** EXERCISE DESCRIPTION **
Reproduce the data below verbatim, line for line, omitting the picture.

----

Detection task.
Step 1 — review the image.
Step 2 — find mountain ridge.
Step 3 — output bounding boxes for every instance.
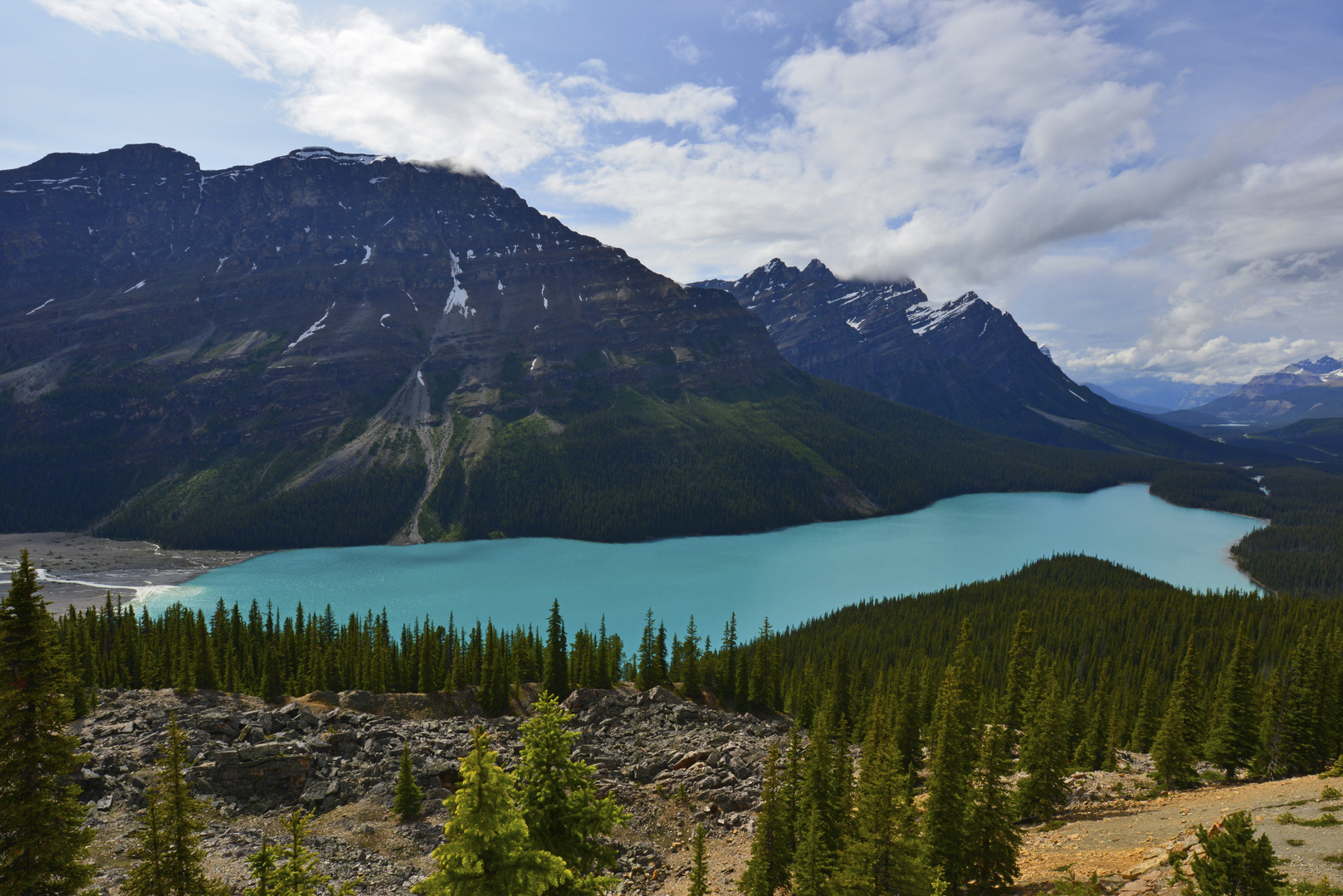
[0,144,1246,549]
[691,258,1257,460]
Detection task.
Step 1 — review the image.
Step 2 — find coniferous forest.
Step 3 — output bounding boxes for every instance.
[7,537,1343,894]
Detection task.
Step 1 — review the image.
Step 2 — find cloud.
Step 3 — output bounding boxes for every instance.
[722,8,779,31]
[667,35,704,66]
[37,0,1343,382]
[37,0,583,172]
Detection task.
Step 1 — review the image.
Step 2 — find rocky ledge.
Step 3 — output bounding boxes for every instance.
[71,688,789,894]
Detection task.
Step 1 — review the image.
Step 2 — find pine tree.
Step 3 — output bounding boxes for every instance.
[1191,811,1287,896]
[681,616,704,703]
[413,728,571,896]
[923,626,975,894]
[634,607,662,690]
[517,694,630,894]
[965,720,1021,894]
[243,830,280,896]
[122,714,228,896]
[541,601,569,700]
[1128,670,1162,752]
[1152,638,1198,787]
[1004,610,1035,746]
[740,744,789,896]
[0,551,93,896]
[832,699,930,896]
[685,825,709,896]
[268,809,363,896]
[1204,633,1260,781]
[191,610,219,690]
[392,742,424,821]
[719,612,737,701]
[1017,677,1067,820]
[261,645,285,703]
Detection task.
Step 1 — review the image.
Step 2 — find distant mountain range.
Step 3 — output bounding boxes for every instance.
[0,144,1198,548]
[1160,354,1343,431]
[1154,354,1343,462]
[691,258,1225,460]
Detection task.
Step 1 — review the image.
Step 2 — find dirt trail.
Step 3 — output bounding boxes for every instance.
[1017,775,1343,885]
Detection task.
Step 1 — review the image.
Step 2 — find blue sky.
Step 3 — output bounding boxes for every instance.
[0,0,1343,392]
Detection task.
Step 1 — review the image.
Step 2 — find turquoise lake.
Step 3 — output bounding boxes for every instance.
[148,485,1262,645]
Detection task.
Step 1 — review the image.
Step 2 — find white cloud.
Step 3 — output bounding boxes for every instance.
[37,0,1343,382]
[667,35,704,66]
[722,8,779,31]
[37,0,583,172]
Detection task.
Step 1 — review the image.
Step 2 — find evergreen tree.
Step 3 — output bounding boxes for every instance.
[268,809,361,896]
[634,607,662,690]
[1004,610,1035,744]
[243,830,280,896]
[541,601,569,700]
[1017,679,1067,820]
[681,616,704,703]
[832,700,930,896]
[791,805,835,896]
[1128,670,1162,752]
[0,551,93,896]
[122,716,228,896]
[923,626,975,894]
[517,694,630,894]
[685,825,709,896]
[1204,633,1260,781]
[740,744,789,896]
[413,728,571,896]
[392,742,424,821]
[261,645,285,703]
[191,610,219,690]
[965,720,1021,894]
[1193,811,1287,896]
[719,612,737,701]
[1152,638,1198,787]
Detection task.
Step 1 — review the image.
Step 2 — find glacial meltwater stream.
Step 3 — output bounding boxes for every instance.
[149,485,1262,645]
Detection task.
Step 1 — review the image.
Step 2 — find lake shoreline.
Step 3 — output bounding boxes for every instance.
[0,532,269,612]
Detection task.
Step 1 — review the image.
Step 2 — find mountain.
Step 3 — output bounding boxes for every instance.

----

** THE ANSWER **
Detection task.
Step 1 — review the image.
Step 2 — find mountain ridge.
Step 3 — output bounding boxes for every instance.
[0,144,1246,549]
[691,258,1257,460]
Detection task.
Step 1 — review the image.
Step 2 — find coniferous forest.
Step 3 — output bounding boxes for every instance.
[7,537,1343,894]
Detection task.
Step 1 — review the image.
Step 2 — find cloud.
Step 3 — output bounding boxes for every instance.
[722,8,779,31]
[667,35,704,66]
[37,0,1343,382]
[37,0,583,172]
Detection task.
Step 1 — review the image.
Step 2 — find rocky ledge.
Step 3 — output bounding boxes for every instance.
[71,688,789,894]
Detection task.
Step 1 — review the image.
Step 2 — find pine tree.
Step 3 — output bounding boxes for every instance.
[1191,811,1287,896]
[681,616,704,703]
[413,728,571,896]
[923,626,975,894]
[634,607,662,690]
[517,694,630,894]
[965,720,1021,894]
[243,830,280,896]
[122,714,228,896]
[541,601,569,700]
[1128,670,1162,752]
[1152,638,1198,787]
[1004,610,1035,746]
[740,744,789,896]
[0,551,93,896]
[832,699,930,896]
[685,825,709,896]
[268,809,363,896]
[1204,633,1260,781]
[191,610,219,690]
[392,742,424,821]
[719,612,737,701]
[1017,677,1067,820]
[261,645,285,703]
Detection task.
Step 1 — review the image.
Step 2 — find distant mountain range.
Step 3 — output bounding boxes for every instance.
[0,144,1198,548]
[1160,354,1343,431]
[1154,354,1343,462]
[691,258,1225,460]
Detection task.
Step 1 — review the image.
Step 2 — find dirt trail.
Step 3 — output bounding boxes for every instance.
[1017,775,1343,885]
Detection task.
Step 1 — review the image.
Step 2 — find blue sky.
Step 3 — output bounding boxes for every instance.
[0,0,1343,392]
Detection task.
Step 1 — review the image.
Step 2 — find turquoise lake.
Step 3 — output bounding boxes for every instance.
[148,485,1262,645]
Detection task.
Step 1 — review the image.
Step 2 — find white cloud.
Step 3 — output bounding boxes for every instance.
[37,0,1343,382]
[667,35,704,66]
[722,8,779,31]
[37,0,583,172]
Detection task.
Step 1 — review the image.
Step 2 — find evergreen tree.
Step 3 — output bounding boxes for every instance.
[268,809,361,896]
[634,607,662,690]
[1004,610,1035,744]
[243,830,280,896]
[541,601,569,700]
[1017,679,1067,820]
[681,616,704,703]
[832,700,930,896]
[791,805,835,896]
[1128,670,1162,752]
[0,551,93,896]
[122,716,228,896]
[923,626,975,894]
[517,694,630,894]
[685,825,709,896]
[1204,633,1260,781]
[740,744,789,896]
[413,728,571,896]
[392,742,424,821]
[261,645,285,703]
[191,610,219,690]
[965,720,1021,894]
[1193,811,1287,896]
[719,612,737,701]
[1152,638,1198,787]
Detection task.
Step 1 — review the image.
Step 2 — find glacial meltwater stream.
Step 3 — output bounding boxes for every instance.
[149,485,1262,645]
Detection task.
Step 1 — review the image.
Step 2 — find lake shoreline.
Step 3 — output bounding boxes for every instance.
[0,532,269,612]
Detection task.
Step 1 — review the image.
Step 2 — find mountain.
Step 3 — output bounding boxes for every instance.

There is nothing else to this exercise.